▶ **Extract to read**
[BEGIN]

I can't get it below 418ns, but that's close enough to yours 415ns.

I am analyzing your arm assembly loop now.

Nov 06 '21 20:11 certik

Thanks @chriselrod, that explains everything regarding the current status of the tooling. I realize the the M1 might not be ideal yet for Julia. I really like it for benchmarking otherwise, as it gives reliable performance, the CPU always runs at 3.2GHz, etc. I also like it for development, as it compiles really quickly.

The M1 Native on Julia is reliable enough for light benchmarking (and if you can setup an AArch64 Linux VM/happen to already have one, that seems fine in practice). Building Julia from source is fairly easy if you already have compiler tools. Most binary dependencies should be downloaded (I believe even on Apple M1, but it's been while -- maybe it compiled them some time ago and I've forgotten), and from there compilation is very fast, as you note. Something like 50% faster than any of my x64 machines. Of course, if you follow that, you'd need at least Julia 1.7 for things to work at all. I'd just use master.

EDIT: FWIW, my M1 is on a Mini. Maybe it is better cooled/able to clock slightly higher? Not that cooling is normally an issue for the M1.

Nov 06 '21 20:11 chriselrod

I use the M1 MacBook Pro. The fan never turns on. The 8 core M1 laptop is about as fast for C++ compilation as my beefy 48 core Intel machine.

Does the assembly code you provided correspond to this inner loop?

               for j ∈ eachindex(𝐱)

[END]

▶ **Records**

[BEGIN]

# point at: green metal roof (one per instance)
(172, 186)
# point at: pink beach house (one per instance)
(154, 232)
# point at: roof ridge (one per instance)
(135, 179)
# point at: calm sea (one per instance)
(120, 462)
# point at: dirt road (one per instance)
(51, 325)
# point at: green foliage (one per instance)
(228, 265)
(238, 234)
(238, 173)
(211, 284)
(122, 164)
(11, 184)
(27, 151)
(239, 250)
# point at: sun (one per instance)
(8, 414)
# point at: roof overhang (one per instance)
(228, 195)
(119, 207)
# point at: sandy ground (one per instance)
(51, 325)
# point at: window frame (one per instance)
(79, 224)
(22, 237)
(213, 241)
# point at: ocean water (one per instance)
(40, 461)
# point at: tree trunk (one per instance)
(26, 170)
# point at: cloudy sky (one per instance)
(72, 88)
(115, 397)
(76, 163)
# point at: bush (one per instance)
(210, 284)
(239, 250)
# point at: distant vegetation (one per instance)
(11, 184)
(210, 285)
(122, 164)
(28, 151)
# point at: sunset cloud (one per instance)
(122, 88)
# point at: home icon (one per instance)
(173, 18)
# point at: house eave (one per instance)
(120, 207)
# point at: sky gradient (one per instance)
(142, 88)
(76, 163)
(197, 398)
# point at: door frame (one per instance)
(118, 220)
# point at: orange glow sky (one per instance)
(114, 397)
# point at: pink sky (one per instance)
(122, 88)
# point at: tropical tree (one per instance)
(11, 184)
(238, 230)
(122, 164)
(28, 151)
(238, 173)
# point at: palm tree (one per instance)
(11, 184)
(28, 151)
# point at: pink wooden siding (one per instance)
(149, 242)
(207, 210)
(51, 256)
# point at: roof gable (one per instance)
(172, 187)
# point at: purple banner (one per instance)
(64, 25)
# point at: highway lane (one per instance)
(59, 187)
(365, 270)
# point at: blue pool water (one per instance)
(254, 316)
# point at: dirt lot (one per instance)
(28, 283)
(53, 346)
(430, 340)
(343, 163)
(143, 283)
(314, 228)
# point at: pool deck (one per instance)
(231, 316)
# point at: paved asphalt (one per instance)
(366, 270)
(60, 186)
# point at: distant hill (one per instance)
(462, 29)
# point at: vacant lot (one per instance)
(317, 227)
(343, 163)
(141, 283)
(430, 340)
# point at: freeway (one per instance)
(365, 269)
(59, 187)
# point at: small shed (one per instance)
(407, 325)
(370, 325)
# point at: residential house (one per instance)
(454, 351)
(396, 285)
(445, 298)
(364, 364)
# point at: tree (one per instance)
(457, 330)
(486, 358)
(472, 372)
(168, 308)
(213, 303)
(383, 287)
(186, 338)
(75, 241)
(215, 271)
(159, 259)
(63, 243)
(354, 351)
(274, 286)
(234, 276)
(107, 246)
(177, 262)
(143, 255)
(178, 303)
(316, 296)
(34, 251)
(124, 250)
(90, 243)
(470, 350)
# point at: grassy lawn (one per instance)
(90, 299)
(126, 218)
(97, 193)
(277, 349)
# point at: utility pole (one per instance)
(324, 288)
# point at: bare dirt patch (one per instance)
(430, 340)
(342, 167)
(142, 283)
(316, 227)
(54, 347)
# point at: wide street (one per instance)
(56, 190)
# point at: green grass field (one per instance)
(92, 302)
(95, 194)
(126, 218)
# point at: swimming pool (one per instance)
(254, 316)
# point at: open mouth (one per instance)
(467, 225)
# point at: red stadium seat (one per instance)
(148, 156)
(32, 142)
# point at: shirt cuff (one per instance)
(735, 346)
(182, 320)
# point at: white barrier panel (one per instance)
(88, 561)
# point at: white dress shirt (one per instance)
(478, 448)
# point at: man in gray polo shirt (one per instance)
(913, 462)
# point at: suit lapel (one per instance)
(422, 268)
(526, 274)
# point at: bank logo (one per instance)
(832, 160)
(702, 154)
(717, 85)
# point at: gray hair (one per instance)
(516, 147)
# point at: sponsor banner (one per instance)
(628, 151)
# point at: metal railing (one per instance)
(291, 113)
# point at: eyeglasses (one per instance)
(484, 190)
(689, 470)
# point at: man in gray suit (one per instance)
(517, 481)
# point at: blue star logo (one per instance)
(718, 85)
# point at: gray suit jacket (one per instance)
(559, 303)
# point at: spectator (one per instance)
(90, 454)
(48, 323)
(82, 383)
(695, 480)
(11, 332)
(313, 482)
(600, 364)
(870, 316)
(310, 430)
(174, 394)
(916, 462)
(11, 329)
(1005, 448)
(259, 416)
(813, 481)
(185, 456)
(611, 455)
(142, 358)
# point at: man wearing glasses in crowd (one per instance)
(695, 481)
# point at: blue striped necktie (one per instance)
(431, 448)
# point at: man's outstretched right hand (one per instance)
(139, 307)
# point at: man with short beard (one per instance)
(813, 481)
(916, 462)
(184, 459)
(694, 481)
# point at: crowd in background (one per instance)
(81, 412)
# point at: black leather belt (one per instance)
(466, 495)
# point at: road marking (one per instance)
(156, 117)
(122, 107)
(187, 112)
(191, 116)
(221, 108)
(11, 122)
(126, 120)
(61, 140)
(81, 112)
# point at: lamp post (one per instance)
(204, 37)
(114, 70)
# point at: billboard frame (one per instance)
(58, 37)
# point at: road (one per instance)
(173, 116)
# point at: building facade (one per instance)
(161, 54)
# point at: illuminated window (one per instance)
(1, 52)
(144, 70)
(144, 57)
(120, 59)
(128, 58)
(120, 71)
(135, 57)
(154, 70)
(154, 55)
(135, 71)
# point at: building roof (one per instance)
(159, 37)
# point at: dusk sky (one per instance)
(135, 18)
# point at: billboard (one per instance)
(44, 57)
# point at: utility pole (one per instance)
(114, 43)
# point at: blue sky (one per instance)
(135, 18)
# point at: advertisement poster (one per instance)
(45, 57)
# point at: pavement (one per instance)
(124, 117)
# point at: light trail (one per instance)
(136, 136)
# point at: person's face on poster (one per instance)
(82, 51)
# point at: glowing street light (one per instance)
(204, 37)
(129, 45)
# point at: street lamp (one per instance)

[END]

▶ **Required tasks**
• 1. In the forum thread about Julia on the Apple M1, at what speed does the M1's CPU always run?
• 2. Carry on the forum thread about Julia on the Apple M1, starting right after its last line.
These records have no connection to the forum thread.

▶ **Answers to the exercise**
• 1. At 3.2GHz.

• 2.
                   𝐲i += 𝐀[i,j] * 𝐱[j]
               end

I see 8 fmas, each operates on two doubles, so it is unrolled 16 times. Each fma takes 0.25 cycles. So the cost of just one loop body is 0.125 for the single double fma operation. I see 4 ldp, each loads two doubles, so it loads 8 doubles. Shouldn't there be 16 loads? I assume those are loads for x[j]. What about A[i,j] (I assume that is the ldr load)? I would expect another 16 single double loads.

In Julia, the last index is continuous?

Nov 06 '21 20:11 certik

In Julia, the last index is continuous?

The first index, like Fortran.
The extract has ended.